** DIRECTION **
Repeat exactly the lines that run from the one containing "If you could pin the metal linkage" to the end of the data, and leave out all others.

** AVAILABLE RECORDS **
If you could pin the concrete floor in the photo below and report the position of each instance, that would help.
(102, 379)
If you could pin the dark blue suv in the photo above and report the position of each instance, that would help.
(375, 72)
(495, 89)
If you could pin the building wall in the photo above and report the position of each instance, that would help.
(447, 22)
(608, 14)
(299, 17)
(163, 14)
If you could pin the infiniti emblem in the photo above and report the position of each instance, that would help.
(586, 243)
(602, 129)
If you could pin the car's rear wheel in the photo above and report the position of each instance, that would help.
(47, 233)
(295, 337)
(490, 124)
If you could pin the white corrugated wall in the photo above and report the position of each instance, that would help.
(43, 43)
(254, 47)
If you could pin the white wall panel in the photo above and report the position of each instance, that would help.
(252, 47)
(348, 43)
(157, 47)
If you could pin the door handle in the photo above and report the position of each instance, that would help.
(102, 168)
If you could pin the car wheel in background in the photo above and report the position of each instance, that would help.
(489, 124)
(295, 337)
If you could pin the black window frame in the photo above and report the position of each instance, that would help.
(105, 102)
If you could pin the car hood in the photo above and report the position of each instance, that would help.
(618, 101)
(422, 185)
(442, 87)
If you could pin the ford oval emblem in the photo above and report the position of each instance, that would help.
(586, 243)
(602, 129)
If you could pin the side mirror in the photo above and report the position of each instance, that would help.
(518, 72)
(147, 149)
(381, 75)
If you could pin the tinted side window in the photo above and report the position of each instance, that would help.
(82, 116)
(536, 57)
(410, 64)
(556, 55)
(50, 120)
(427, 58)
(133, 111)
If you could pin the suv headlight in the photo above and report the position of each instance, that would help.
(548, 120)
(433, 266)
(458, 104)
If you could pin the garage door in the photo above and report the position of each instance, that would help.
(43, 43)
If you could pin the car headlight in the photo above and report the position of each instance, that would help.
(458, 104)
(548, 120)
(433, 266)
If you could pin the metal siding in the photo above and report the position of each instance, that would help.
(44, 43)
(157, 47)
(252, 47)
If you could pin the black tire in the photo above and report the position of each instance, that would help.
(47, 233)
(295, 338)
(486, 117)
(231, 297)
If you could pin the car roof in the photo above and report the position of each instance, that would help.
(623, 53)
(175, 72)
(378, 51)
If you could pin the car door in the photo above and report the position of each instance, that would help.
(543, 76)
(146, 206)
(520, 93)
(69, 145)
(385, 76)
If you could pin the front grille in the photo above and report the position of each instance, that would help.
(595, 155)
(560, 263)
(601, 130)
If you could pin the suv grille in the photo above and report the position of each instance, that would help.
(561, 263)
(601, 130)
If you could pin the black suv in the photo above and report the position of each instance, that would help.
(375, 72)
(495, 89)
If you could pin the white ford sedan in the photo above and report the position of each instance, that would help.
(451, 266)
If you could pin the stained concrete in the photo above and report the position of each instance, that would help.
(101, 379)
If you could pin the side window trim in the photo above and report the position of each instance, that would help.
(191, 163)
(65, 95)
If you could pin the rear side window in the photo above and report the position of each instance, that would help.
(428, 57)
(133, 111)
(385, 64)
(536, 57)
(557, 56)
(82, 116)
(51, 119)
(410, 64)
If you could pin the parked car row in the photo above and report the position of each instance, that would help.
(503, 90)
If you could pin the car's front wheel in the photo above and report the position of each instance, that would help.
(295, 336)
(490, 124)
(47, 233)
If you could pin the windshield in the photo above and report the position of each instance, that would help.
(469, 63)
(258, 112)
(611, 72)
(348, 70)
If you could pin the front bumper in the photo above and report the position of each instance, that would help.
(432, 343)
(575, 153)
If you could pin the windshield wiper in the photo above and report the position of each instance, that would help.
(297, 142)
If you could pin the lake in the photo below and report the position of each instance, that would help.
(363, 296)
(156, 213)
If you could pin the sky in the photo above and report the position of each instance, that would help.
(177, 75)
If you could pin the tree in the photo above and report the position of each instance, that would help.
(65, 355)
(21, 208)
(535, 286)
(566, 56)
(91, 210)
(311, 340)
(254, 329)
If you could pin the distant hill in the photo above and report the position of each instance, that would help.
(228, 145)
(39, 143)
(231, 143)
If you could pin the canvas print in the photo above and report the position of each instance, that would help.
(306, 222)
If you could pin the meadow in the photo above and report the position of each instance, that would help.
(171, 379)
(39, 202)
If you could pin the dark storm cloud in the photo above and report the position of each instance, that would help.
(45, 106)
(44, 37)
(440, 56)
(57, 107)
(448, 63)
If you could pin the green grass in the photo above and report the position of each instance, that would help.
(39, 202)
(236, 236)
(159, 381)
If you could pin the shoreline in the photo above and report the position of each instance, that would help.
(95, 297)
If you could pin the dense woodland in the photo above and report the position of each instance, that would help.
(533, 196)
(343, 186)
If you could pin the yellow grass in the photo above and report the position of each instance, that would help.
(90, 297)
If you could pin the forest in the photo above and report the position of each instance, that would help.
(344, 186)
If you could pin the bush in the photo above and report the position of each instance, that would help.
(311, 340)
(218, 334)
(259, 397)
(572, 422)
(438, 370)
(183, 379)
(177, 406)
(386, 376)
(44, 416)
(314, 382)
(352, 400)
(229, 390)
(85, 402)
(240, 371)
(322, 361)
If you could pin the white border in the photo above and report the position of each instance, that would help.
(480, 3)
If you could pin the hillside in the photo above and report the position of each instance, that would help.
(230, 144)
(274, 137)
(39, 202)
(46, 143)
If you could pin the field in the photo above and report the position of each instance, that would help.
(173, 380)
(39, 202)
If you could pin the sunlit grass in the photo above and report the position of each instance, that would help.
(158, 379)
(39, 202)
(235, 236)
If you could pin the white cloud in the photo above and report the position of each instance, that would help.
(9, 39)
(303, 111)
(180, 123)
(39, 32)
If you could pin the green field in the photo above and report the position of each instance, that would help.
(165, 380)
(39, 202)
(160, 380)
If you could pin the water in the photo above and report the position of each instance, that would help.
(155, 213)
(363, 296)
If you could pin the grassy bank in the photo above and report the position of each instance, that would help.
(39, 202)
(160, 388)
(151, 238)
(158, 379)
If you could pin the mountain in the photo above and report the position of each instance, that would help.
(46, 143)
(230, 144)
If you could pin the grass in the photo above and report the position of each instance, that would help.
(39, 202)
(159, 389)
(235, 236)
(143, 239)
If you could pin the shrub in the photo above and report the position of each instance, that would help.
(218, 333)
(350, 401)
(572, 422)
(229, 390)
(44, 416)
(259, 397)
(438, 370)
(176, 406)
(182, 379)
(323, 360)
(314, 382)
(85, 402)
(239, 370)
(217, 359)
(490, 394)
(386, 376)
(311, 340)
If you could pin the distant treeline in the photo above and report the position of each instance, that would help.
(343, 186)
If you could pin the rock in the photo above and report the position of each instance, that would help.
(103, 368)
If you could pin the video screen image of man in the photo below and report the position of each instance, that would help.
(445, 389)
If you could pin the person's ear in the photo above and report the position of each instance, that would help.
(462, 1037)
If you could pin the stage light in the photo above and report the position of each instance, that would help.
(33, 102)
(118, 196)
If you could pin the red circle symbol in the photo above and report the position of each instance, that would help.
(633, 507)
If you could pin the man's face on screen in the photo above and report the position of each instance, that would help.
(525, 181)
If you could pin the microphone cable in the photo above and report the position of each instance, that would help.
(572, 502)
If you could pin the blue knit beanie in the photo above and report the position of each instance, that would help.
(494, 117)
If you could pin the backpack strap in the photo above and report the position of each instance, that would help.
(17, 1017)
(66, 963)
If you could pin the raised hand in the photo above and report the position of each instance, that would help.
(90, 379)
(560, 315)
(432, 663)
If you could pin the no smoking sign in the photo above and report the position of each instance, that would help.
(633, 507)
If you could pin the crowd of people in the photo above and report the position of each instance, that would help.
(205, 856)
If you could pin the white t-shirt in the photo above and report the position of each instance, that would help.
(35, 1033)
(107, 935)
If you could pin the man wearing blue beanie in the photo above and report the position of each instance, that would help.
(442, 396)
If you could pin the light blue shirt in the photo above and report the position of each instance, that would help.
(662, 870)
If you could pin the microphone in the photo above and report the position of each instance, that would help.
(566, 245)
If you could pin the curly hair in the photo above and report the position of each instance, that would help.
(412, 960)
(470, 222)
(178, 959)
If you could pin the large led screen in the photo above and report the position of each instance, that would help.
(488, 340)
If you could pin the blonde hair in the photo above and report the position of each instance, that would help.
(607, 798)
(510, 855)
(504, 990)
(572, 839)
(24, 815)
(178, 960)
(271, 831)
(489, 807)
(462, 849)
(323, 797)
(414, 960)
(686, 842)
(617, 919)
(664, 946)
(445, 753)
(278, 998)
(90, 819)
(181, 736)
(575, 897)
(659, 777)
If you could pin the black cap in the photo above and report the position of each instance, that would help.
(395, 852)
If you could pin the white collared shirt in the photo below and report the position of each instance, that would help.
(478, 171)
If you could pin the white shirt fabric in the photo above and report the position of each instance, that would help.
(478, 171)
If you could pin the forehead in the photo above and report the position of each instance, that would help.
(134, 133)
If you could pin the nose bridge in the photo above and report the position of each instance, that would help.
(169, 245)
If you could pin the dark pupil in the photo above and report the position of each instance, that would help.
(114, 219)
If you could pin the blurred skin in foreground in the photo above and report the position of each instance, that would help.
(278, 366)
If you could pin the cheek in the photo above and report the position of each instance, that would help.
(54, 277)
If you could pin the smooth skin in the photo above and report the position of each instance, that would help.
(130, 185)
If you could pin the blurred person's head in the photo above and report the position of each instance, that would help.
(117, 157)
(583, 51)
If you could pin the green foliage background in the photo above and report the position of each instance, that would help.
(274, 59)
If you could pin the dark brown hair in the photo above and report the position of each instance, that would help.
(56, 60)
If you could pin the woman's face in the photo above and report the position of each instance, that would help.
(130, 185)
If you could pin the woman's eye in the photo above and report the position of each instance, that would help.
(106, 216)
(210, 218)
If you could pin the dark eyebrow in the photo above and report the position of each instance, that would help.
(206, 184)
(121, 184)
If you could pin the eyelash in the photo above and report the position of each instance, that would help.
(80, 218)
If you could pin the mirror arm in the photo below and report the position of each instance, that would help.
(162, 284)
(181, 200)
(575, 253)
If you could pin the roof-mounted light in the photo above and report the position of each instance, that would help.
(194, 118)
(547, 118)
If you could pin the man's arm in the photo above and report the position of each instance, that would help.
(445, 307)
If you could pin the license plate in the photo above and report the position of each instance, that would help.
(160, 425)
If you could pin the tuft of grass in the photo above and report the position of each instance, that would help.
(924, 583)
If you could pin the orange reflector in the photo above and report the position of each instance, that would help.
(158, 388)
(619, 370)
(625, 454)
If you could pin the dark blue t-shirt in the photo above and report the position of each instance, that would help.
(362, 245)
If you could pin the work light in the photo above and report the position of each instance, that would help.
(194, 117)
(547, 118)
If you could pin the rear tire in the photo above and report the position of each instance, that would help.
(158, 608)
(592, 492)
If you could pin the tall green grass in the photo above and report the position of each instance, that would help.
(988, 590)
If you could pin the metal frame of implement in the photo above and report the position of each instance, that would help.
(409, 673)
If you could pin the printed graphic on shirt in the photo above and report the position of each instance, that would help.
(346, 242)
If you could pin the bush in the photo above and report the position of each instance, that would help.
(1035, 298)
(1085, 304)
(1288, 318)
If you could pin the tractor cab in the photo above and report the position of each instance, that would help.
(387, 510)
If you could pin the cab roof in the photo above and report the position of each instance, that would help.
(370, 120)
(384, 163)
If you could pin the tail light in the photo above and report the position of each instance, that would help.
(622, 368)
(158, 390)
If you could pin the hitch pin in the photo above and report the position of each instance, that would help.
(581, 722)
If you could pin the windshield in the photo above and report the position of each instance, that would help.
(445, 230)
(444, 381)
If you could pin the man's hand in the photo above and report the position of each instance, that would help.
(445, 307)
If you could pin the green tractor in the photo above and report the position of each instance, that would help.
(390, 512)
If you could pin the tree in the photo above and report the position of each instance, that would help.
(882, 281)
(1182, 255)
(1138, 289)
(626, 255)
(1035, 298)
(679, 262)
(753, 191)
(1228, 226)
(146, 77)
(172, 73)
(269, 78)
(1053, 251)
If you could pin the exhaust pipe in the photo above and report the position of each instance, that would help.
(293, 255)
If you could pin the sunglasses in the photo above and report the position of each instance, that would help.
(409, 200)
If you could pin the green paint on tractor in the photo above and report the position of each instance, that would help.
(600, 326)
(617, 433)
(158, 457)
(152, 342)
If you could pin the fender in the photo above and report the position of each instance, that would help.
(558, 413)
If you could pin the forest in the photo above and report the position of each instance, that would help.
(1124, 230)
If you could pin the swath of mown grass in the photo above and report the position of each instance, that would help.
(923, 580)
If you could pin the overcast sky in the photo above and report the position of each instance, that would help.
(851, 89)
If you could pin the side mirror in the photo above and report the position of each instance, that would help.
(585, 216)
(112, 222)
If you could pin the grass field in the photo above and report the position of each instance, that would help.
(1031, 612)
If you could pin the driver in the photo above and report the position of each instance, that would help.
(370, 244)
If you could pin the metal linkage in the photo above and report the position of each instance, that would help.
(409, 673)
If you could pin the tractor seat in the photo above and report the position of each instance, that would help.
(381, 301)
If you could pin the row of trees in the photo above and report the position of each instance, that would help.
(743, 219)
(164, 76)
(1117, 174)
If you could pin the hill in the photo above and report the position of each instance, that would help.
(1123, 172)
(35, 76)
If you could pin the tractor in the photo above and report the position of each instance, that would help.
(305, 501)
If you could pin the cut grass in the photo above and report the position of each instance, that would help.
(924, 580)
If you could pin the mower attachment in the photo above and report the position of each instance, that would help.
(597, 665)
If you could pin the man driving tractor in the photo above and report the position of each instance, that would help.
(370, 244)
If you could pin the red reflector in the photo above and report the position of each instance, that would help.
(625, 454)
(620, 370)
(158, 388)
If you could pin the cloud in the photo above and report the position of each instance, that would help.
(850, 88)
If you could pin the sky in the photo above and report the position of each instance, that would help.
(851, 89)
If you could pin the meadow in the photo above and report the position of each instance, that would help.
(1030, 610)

** EXERCISE SOLUTION **
If you could pin the metal linkage in the photo above and report the position of each instance, that would help.
(409, 673)
If you could pin the tractor seat in the photo above and report the position of each instance, that would help.
(381, 301)
If you could pin the row of trees in the photo above and report the position of each instance, that would help.
(743, 219)
(164, 76)
(1117, 174)
If you could pin the hill in the photo above and report the position of each instance, that would help.
(1123, 172)
(35, 76)
If you could pin the tractor in the photo above and report the position of each instance, that would help.
(305, 501)
If you could pin the cut grass in the photo above and report the position of each instance, that would help.
(924, 580)
If you could pin the mower attachment in the photo above and report the position of each instance, that would help.
(597, 665)
If you could pin the man driving tractor in the photo above and report the position of each instance, that would help.
(370, 244)
If you could pin the red reflector in the photo above and report the position of each instance, that would help.
(625, 454)
(620, 370)
(158, 388)
If you could pin the cloud in the photo above and report the position of each instance, that would help.
(850, 88)
If you could pin the sky in the photo above and report the position of each instance, that would help.
(851, 89)
If you could pin the meadow in the photo above and report the position of each instance, that would help.
(1030, 610)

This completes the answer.